_Task details_
Copy every one of the following items word for word, changing nothing on any line.

_Record extracts_
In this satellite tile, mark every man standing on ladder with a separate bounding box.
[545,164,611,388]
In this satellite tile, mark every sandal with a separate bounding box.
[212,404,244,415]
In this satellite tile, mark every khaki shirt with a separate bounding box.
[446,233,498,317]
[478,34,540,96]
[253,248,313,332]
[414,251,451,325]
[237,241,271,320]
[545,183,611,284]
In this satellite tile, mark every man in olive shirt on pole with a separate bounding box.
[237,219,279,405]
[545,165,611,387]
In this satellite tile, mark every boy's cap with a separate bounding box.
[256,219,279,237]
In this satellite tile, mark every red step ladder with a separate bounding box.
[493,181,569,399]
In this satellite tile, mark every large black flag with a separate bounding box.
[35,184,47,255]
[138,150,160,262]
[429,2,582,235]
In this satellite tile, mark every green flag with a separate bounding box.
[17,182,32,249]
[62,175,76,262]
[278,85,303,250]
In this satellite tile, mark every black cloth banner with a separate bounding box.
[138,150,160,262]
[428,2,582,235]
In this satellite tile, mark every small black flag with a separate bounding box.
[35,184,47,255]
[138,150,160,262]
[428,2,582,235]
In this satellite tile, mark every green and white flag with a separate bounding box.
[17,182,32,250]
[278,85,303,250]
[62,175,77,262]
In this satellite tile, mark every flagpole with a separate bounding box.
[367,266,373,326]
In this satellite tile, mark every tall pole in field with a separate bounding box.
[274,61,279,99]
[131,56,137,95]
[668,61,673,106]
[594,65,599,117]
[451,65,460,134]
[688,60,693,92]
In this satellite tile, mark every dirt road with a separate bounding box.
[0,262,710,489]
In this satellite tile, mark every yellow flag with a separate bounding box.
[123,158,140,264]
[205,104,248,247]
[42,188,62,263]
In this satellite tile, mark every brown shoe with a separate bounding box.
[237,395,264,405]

_Written solution_
In this satellite tile, mark every man standing on ladder with a separate bounding box.
[545,164,611,388]
In this satellite tile, mark every sandal with a separate bounding box.
[212,404,244,415]
In this satellite tile, mark every khaki shirt with a separate bounding box.
[446,233,498,317]
[478,34,540,96]
[253,248,313,332]
[414,251,451,325]
[237,241,271,320]
[545,183,611,284]
In this satellite tile, mark every man in olive shirt on pole with a separate bounding box.
[237,219,279,405]
[545,165,611,387]
In this satellite tile, mark every boy's cap with a separate bounding box.
[256,219,279,237]
In this satellite tile, mark every red step ladder with a separate bounding box.
[493,181,569,399]
In this satellite tile, mark every large black flag with a separate bounding box.
[35,184,47,255]
[138,150,160,262]
[429,2,582,235]
In this satellite tile, mark every green flag with a separate bounding box.
[17,182,32,249]
[62,175,76,262]
[278,85,303,250]
In this satellite tile, mark every black cloth banner with a separate bounding box.
[138,150,160,262]
[428,2,582,235]
In this satellite tile, mark every small black flag with a separate bounding box.
[35,184,47,255]
[138,150,160,262]
[428,2,582,235]
In this satellite tile, mark every green and white flag with a separate bounding box.
[17,182,32,250]
[278,85,303,250]
[62,175,77,262]
In this satellite tile, mark every flagpole with a separate bounding box.
[367,266,373,326]
In this satellite tile, mark every tall pole in field with a separate bounding box.
[274,61,279,99]
[131,56,137,95]
[668,61,673,106]
[594,65,599,117]
[451,65,460,134]
[688,60,693,92]
In this satellite tile, mark every dirt road with a separate bounding box.
[0,262,710,489]
In this satellite tile, mark every yellow flag with a separate bounding box.
[123,158,140,264]
[205,104,248,247]
[42,188,62,263]
In this satellite tile, mark every brown shoe with a separate bounding box.
[237,395,264,405]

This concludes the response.